● Görev Tanımı:
Aşağıdaki öğrenci değişim programı deneyimini anlatan metne göre, SEP kapsamındaki staj hangi üniversitenin hangi fakültesinde yapıldı?

● Metin Parçası:
Öğrenci Değişim Programı Deneyimim

Dördüncü sınıfta, Şubat ara tatilimi verimli geçirmek adına önemli bir adım attım. IPSF’nin düzenlediği SEP (Student Exchange Programme) kapsamında Polonya’daki Lodz Medical University Eczacılık Fakültesi’nde, mikrobiyoloji ve biyoteknoloji laboratuvarlarında staj yapma fırsatı elde ettim. Aynı dönemde, Lodz Technical University’de görev yapan bir profesörden, akademik bir çalışma yürütmek amacıyla laboratuvar deneylerine katılmak için onay aldım. Bu, benim ilk yurt dışı deneyimimdi ve yalnızca akademik anlamda değil, kişisel gelişim açısından da bana çok şey kattı. Farklı kültürleri tanıma, eczacılığın uluslararası uygulamalarını yerinde gözlemleme ve bilimsel iletişim kurma becerilerimi geliştirme şansı buldum.

● Verilen Malzeme:

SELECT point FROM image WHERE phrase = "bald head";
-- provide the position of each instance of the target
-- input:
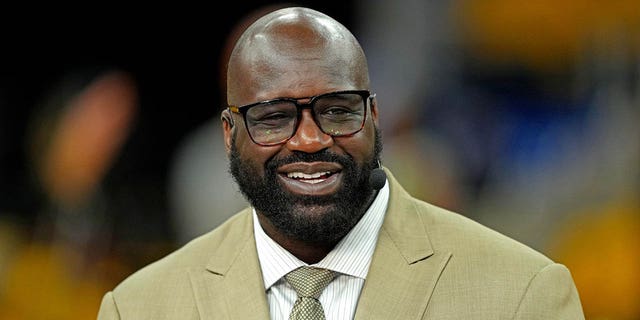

● Görev Çözümü:
Staj, Polonya'daki Lodz Medical University'nin Eczacılık Fakültesi'nde yapıldı.